--- BRANO CITATO ---
Bastianini attiva la Modalità Bestia e trascina KTM al Mugello: "Così ho fatto la differenza"

MotoGP
venerdì, 29 maggio 2026 alle 19:53
Enea Bastianini pilota KTM Tech3 sorride nel paddock MotoGP al Mugello
MotoGP, Bastianini brilla al Mugello: il test a Barcellona è stato fondamentale
Il riminese è il pilota KTM più veloce in Italia, ha chiuso in top 3: invece Acosta è persino in Q1.
L'unica RC16 che si è guadagnata l'accesso diretto alla Q2 delle Qualifiche MotoGP al Mugello è Enea Bastianini, terzo a 103 millesimi dal leader Fabio Di Giannantonio. Nella Practice una prestazione davvero fantastica da parte del pilota del team Red Bull KTM Tech3, al quale l'aria toscana sembra fare bene. Dopo il weekend deludente a Barcellona, ha grande voglia di riscatto nel Gran Premio d'Italia.
Da capire se il riminese abbia fatto un exploit o se sia in grado di ripetersi anche nelle gare del weekend. Intanto, è fondamentale che riesca a conquistare una buona posizione sulla griglia di partenza. Le Qualifiche sono state spesso un tallone d'Achille per lui con la RC16. Da vedere anche il rendimento sulla distanza, visto che il consumo gomme è sempre un tema cruciale, soprattutto ad alte temperature.

(Record del dataset)

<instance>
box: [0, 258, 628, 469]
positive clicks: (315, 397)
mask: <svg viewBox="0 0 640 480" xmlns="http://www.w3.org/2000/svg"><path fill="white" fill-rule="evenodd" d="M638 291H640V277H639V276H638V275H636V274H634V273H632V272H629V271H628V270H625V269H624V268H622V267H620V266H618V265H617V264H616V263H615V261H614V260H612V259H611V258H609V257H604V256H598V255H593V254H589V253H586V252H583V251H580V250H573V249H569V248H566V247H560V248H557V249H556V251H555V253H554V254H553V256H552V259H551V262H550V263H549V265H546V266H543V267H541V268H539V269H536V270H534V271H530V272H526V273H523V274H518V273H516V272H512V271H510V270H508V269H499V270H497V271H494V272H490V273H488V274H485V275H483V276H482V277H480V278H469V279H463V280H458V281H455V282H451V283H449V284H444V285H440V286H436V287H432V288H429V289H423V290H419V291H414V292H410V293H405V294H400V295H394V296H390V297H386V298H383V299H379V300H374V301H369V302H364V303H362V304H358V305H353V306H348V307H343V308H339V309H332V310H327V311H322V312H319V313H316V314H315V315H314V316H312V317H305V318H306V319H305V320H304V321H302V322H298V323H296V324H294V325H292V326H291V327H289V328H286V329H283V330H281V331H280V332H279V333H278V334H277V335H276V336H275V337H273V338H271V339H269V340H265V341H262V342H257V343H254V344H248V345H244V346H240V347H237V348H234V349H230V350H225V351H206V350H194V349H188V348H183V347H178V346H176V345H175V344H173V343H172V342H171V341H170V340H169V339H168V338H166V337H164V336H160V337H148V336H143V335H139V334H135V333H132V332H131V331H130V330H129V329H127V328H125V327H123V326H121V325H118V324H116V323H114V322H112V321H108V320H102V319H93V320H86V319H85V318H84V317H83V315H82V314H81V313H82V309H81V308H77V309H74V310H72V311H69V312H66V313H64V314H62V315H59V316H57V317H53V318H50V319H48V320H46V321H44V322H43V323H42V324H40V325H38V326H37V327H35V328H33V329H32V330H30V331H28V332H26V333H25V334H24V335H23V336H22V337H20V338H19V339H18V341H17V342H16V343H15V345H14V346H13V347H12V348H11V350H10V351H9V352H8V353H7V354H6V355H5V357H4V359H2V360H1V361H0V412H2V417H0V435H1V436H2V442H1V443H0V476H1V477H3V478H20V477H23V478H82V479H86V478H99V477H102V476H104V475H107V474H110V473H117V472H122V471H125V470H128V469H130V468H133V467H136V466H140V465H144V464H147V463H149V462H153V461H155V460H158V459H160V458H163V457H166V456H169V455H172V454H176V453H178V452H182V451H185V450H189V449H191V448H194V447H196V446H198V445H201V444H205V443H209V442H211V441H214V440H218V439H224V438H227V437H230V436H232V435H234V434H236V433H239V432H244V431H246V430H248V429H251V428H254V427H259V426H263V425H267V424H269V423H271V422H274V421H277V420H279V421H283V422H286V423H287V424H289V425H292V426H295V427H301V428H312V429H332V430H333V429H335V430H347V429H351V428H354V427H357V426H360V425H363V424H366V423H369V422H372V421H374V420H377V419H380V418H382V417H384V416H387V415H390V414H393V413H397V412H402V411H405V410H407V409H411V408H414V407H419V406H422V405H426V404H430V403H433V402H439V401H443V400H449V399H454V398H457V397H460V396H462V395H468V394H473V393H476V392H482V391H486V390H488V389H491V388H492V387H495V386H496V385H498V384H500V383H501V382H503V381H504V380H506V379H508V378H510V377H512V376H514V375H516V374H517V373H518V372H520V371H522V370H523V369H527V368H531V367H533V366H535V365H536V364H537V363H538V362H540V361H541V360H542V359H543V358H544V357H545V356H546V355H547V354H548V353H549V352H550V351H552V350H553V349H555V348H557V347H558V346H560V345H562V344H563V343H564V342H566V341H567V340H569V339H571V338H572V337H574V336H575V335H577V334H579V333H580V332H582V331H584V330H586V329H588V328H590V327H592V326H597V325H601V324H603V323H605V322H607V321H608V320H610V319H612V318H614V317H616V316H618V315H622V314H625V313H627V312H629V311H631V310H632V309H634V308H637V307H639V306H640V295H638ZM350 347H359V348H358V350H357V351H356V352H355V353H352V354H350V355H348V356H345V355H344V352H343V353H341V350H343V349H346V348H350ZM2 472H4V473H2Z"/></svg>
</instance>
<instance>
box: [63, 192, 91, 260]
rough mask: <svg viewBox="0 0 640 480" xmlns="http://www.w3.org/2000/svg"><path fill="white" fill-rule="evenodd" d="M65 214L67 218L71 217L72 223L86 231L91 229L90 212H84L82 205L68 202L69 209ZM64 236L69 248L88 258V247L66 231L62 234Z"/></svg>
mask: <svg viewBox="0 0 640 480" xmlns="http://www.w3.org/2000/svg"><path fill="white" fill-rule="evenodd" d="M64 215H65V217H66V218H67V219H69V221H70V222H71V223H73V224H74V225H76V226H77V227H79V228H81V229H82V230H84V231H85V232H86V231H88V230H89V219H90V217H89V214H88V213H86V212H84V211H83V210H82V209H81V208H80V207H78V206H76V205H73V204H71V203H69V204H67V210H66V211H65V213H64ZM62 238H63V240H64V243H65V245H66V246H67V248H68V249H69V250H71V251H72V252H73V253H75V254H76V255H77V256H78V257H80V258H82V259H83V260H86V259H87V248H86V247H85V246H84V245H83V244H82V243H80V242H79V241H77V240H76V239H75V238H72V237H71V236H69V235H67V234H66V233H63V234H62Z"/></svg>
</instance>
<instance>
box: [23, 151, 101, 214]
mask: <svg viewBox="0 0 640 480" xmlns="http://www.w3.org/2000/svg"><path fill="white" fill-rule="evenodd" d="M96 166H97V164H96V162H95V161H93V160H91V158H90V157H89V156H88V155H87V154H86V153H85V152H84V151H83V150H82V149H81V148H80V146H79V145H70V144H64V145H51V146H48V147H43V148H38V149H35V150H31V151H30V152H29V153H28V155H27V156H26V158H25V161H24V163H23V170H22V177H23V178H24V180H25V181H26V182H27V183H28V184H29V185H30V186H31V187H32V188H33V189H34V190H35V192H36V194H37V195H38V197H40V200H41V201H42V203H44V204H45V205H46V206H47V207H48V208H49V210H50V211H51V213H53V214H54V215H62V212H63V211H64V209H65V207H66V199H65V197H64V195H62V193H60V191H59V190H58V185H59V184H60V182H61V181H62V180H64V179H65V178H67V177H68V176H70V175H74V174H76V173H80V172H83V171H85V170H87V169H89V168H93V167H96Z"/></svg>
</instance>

--- ISTRUZIONI ---
Prosegua l'articolo su Bastianini al Mugello dal punto in cui si interrompe.

--- SPAZIO RISPOSTA ---
MotoGP Mugello 2026, Prove: la soddisfazione di Bastianini

Intervistato da Sky Sport MotoGP, il campione del mondo Moto2 2020 si è detto complessivamente felice di come sono andate FP1 e pre-qualifiche di oggi: "Siamo partiti bene già dalla mattina, anche se le condizioni erano così così. Nel pomeriggio abbiamo continuato il lavoro e ho visto che avevo un bel ritmo, ma sono contento soprattutto perché quello che abbiamo provato a Barcellona ce lo siamo portato anche al Mugello".
Il test a Barcellona è stato fondamentale per compiere progressi che sta toccando con mano anche al Mugello, dove comunque Bastianini evidenzia la necessità di migliorare su determinati aspetti: "La frenata rimane una delle cose più importanti da mettere a posto. Qui siamo abbastanza performanti, anche se dobbiamo certamente migliorare un po' nel veloce. Però siamo più vicini".
Solitamente è Pedro Acosta (oggi tredicesimo, dovrà fare la Q1) a guidare la migliore RC16, però stavolta è quella del riminese a brillare: "Credo che il settore 3 sia quello che mi ha fatto fare la differenza rispetto agli altri piloti KTM. Le due Arrabbiate mi sono venute molto bene, soprattutto nel time attack. Una bella giornata".
La FP2 di sabato mattina, seppur con temperature inferiori rispetto a quelle della Sprint e della Gara, andrà sfruttata al meglio per mettersi in una condizione di competitività ancora più solida. Ducati e Aprilia sono le più attese, però vuole essere lui a sorprendere con la KTM. "Modalità Bestia" attivata, deve cercare di non spegnerla.